§ TASK INPUT:
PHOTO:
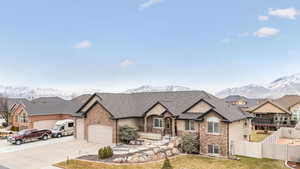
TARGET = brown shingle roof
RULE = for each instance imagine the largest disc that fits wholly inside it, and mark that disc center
(288, 100)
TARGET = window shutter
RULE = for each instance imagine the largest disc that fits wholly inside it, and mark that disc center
(192, 125)
(216, 127)
(186, 125)
(210, 127)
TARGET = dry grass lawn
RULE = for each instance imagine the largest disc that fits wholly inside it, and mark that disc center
(258, 137)
(184, 162)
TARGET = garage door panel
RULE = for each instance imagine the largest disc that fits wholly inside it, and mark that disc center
(100, 134)
(80, 129)
(44, 124)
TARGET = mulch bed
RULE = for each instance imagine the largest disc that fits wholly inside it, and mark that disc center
(95, 158)
(294, 165)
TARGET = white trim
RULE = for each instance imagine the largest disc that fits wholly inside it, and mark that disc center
(213, 128)
(190, 121)
(213, 146)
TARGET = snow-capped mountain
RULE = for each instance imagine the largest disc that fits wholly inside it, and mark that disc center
(32, 93)
(279, 87)
(148, 88)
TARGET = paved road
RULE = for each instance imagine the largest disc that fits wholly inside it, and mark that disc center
(42, 154)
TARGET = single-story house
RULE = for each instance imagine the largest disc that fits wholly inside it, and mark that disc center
(242, 101)
(273, 114)
(44, 112)
(163, 113)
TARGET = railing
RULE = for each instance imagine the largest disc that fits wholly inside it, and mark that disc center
(259, 120)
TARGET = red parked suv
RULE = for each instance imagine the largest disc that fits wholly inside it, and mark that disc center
(29, 135)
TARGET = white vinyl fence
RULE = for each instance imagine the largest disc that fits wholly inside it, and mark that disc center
(269, 147)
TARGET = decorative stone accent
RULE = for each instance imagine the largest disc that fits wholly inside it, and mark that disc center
(148, 155)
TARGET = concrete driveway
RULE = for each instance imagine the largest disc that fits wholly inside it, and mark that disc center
(42, 154)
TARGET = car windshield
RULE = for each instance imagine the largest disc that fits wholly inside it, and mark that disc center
(22, 132)
(56, 127)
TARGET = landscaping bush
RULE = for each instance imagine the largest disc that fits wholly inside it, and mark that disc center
(167, 164)
(4, 124)
(105, 152)
(190, 143)
(14, 128)
(128, 134)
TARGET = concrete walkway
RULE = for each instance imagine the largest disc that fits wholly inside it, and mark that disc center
(39, 155)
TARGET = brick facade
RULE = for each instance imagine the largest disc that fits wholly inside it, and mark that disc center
(99, 115)
(220, 139)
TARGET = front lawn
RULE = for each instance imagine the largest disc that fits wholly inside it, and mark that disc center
(258, 136)
(184, 162)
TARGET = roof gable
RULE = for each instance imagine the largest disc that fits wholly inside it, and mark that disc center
(157, 109)
(269, 107)
(200, 107)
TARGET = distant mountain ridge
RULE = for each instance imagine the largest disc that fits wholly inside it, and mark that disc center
(33, 93)
(282, 86)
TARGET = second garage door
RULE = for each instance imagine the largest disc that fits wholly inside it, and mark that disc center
(100, 134)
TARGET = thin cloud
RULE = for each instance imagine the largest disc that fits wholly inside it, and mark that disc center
(266, 32)
(126, 63)
(263, 18)
(149, 3)
(287, 13)
(83, 44)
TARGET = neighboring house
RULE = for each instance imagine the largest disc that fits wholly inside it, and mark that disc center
(242, 102)
(273, 114)
(44, 112)
(291, 103)
(164, 113)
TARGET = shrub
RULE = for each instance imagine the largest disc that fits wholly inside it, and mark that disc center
(105, 152)
(14, 128)
(167, 164)
(128, 134)
(190, 143)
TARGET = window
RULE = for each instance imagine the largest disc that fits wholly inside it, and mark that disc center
(213, 149)
(70, 124)
(157, 123)
(189, 125)
(213, 125)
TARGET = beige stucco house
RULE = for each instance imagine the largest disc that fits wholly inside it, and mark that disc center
(273, 114)
(165, 114)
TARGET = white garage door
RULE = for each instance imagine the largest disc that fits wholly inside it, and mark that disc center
(100, 134)
(80, 129)
(44, 124)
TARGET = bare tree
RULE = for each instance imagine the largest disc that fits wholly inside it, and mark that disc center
(4, 112)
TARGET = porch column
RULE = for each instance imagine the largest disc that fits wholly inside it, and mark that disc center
(145, 124)
(173, 127)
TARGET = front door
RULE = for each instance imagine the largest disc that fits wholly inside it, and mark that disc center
(168, 126)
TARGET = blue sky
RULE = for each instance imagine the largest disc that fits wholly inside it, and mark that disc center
(114, 45)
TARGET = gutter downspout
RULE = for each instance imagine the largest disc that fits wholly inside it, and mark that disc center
(116, 131)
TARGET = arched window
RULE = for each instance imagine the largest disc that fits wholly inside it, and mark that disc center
(213, 124)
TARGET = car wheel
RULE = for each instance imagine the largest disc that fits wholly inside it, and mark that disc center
(18, 142)
(45, 137)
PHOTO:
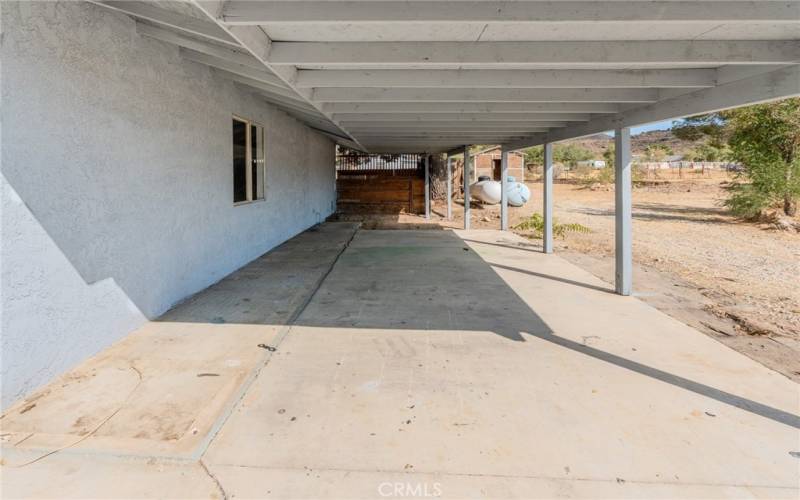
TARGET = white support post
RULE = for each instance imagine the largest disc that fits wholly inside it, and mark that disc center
(449, 187)
(504, 190)
(547, 199)
(427, 186)
(622, 210)
(467, 168)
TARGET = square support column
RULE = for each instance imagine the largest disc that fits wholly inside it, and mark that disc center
(467, 169)
(449, 188)
(622, 211)
(427, 186)
(547, 199)
(503, 190)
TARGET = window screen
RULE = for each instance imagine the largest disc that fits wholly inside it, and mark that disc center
(239, 161)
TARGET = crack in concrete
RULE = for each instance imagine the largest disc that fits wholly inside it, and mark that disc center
(279, 338)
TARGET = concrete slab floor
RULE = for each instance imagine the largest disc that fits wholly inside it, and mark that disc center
(427, 363)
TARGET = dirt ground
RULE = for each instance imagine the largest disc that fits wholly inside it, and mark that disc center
(733, 280)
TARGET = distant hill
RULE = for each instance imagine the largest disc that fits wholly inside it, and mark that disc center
(599, 143)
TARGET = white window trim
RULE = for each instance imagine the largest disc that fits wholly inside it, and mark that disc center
(249, 163)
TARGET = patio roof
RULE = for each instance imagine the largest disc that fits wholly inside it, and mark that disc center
(400, 76)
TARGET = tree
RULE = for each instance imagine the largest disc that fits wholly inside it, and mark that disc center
(656, 152)
(765, 139)
(609, 155)
(534, 155)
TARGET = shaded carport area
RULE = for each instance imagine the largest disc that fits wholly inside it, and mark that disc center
(355, 363)
(350, 363)
(438, 76)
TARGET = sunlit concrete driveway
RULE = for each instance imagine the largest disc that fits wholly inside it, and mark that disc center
(374, 364)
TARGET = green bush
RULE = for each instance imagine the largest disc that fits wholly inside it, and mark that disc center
(536, 223)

§ PROBLEM:
Pull out every line from the one with "TARGET = tree" to the end of the listing, and output only those.

§ COMPLETED TASK:
TARGET = tree
RULE = for each instance imagine the largest disc that fits wholly inside it, and mark that disc center
(656, 152)
(765, 139)
(609, 155)
(534, 155)
TARGET = shaded carport area
RULE = for each instance imagine the largest disc that fits wholly inside it, and mark that disc center
(355, 363)
(350, 363)
(438, 76)
TARGET = sunlit concrete driveway
RULE = for each instance imagine the largest disc that fits wholly inside it, and mark that disc center
(374, 364)
TARGET = green bush
RULE = for each instance imagine the largest disc that fits wholly inside it, and mark that disc center
(536, 223)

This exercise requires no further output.